------ EXCERPTED DATA ------

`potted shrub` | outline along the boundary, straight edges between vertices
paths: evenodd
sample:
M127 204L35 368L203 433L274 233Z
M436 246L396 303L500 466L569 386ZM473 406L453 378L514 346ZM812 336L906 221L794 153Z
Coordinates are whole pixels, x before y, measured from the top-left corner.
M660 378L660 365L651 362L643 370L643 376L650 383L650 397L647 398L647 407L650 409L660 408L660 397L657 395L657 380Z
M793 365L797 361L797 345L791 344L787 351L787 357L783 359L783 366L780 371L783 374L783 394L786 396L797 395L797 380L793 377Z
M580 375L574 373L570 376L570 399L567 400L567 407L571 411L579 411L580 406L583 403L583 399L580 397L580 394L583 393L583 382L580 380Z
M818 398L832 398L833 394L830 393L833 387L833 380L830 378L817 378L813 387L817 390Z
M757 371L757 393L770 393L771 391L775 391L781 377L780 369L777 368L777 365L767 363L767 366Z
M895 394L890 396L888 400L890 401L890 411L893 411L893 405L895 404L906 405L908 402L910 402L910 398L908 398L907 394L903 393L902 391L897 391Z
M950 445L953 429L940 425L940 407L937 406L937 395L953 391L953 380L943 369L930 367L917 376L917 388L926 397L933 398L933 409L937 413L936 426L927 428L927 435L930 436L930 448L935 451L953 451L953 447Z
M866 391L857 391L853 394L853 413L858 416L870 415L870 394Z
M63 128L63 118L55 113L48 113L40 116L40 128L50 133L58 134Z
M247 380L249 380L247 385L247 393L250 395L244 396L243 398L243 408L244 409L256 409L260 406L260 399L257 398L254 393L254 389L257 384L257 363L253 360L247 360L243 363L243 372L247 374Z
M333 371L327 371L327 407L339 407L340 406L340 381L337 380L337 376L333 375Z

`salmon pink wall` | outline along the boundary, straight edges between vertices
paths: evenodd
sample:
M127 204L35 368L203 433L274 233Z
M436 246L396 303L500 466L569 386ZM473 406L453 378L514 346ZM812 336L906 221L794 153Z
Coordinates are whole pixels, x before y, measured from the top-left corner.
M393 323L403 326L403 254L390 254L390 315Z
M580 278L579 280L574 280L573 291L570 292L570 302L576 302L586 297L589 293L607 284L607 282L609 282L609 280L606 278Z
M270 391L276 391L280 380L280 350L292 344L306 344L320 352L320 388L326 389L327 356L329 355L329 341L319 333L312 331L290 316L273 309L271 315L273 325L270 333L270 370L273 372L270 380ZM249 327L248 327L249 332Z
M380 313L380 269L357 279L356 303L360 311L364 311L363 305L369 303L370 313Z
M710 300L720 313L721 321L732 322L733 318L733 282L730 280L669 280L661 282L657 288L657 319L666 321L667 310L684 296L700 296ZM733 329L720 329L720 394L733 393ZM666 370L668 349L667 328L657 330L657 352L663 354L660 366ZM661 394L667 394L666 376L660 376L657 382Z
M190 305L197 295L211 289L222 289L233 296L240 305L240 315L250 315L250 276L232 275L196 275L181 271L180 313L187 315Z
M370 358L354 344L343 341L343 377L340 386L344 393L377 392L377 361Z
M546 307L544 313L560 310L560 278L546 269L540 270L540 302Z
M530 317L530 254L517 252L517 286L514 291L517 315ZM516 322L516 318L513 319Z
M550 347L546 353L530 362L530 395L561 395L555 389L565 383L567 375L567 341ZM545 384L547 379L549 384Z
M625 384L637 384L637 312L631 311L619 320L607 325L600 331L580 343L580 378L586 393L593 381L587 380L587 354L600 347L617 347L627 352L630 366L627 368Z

------

WRITTEN INSTRUCTION — Reproduce every line of the rows above without changing a single character.

TASK SOLUTION —
`potted shrub` | outline along the boundary, straight edges between vertices
paths: evenodd
sample:
M127 204L35 368L203 433L274 233Z
M436 246L396 303L500 466L569 386ZM473 406L453 378L514 346ZM812 336L906 221L794 153Z
Coordinates are whole pixels, x before y, measured from the top-left corner.
M660 378L660 365L651 362L643 370L643 376L650 383L650 397L647 398L647 407L650 409L660 408L660 397L657 395L657 380Z
M793 365L797 361L797 345L791 344L787 351L787 357L783 359L783 366L780 371L783 374L783 394L786 396L797 395L797 380L793 377Z
M580 375L574 373L570 376L570 399L567 400L567 407L571 411L579 411L580 406L583 403L583 399L580 397L580 394L583 393L583 382L580 380Z
M818 398L832 398L833 394L830 393L833 387L833 380L830 378L817 378L813 387L817 390Z
M757 371L757 393L770 393L771 391L775 391L781 377L780 369L777 368L777 365L767 363L767 366Z
M895 394L890 396L888 400L890 401L890 411L893 411L893 405L895 404L906 405L908 402L910 402L910 398L908 398L907 394L903 393L902 391L897 391Z
M950 445L953 429L940 425L940 407L937 406L937 395L953 391L953 380L943 369L930 367L917 376L917 388L926 397L933 398L933 409L937 413L936 426L927 428L927 435L930 436L930 448L935 451L953 451L953 447Z
M866 391L857 391L853 394L853 413L858 416L870 415L870 394Z
M63 128L63 118L55 113L48 113L40 116L40 128L50 133L58 134Z
M247 380L249 380L247 385L247 393L250 395L244 396L243 398L243 408L244 409L256 409L260 406L260 399L257 398L254 393L254 389L257 384L257 363L253 360L247 360L243 363L243 372L247 374Z
M333 371L327 371L327 407L339 407L340 406L340 381L337 380L337 376L333 375Z

`salmon pink wall` | outline along the boundary, straight edges between vertices
paths: evenodd
sample:
M127 204L35 368L203 433L274 233Z
M436 246L396 303L500 466L569 386ZM473 406L453 378L514 346ZM812 336L906 221L794 153Z
Coordinates are whole pixels, x before y, measured from the top-left corner.
M393 323L403 326L403 254L390 254L390 315Z
M580 278L579 280L574 280L573 291L570 292L570 302L576 302L586 297L589 293L607 284L607 282L609 282L609 280L606 278Z
M270 391L276 391L280 380L280 350L292 344L306 344L320 352L320 388L326 389L327 356L329 355L329 341L319 333L312 331L290 316L273 309L271 315L273 325L270 333L270 370L273 372L270 380ZM249 327L248 327L249 332Z
M380 313L380 269L357 279L356 303L360 311L364 311L363 305L369 303L370 313Z
M710 300L720 313L721 321L732 322L733 318L733 282L730 280L669 280L661 282L657 288L657 319L666 321L667 310L684 296L700 296ZM733 329L720 329L720 394L733 393ZM666 370L668 349L667 328L657 330L657 352L663 354L660 366ZM661 394L667 394L666 376L660 376L657 382Z
M190 305L197 295L211 289L222 289L233 296L240 305L240 315L250 315L250 276L232 275L196 275L181 271L180 313L187 315Z
M370 358L354 344L343 341L343 377L340 386L344 393L377 392L377 361Z
M546 307L544 313L560 310L560 278L546 269L540 270L540 302Z
M530 317L530 254L517 252L517 286L514 291L517 315ZM516 322L516 318L513 319Z
M550 347L546 353L530 362L530 395L561 395L555 389L565 383L567 375L567 341ZM545 384L547 379L549 384Z
M625 384L637 384L637 312L631 311L619 320L607 325L600 331L580 343L580 378L586 393L593 381L587 380L587 354L600 347L617 347L627 352L630 366L627 368Z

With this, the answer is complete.